*PROMPT*:
Please pick out each line in the listing below that contains the string "logo" and copy it out; letter case must match.

*SOURCE DATA*:
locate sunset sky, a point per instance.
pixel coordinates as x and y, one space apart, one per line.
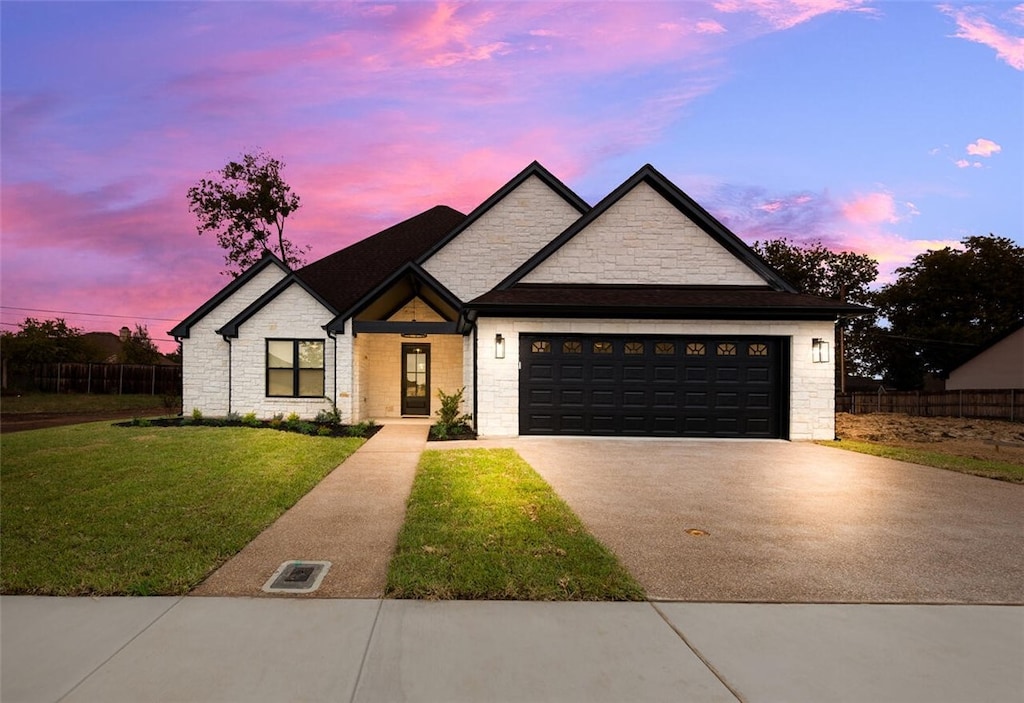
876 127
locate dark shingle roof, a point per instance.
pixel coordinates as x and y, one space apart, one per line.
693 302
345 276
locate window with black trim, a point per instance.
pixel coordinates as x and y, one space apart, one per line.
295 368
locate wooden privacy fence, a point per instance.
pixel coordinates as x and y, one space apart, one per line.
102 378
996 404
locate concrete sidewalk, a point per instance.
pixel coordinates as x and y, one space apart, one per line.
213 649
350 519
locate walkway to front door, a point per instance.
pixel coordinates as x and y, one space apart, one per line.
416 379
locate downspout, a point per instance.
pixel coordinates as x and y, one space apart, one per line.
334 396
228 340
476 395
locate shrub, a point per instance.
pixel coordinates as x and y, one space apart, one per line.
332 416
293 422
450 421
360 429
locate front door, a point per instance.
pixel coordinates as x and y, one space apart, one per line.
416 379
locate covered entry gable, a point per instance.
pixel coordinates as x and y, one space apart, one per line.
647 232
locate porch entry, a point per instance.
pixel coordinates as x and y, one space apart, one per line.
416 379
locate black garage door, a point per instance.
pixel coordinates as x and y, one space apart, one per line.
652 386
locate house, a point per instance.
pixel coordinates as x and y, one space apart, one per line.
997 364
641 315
* * *
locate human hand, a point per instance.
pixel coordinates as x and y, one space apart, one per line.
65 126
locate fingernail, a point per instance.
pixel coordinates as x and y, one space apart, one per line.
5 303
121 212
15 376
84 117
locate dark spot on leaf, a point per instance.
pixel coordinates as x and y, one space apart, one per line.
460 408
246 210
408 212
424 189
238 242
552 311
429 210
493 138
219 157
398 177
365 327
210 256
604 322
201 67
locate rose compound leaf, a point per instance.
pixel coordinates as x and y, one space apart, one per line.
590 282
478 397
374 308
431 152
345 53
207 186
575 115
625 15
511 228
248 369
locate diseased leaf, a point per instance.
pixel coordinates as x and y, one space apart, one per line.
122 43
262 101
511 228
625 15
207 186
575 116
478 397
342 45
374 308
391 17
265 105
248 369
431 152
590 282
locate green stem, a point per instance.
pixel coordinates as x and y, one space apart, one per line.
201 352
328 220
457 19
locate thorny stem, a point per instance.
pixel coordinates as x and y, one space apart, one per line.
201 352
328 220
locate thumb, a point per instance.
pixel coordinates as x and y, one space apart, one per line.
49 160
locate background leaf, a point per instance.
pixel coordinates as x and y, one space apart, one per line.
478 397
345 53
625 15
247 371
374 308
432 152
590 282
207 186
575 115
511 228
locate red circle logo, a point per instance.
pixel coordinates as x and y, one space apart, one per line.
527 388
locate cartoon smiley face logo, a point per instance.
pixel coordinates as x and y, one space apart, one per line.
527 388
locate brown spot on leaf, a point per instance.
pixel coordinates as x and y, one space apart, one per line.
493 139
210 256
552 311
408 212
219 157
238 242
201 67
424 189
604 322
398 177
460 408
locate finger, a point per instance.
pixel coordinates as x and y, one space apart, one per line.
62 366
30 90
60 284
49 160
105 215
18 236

*SOLVED EXERCISE*:
locate red circle logo, a point per instance.
locate cartoon smiley face logo, a point per instance.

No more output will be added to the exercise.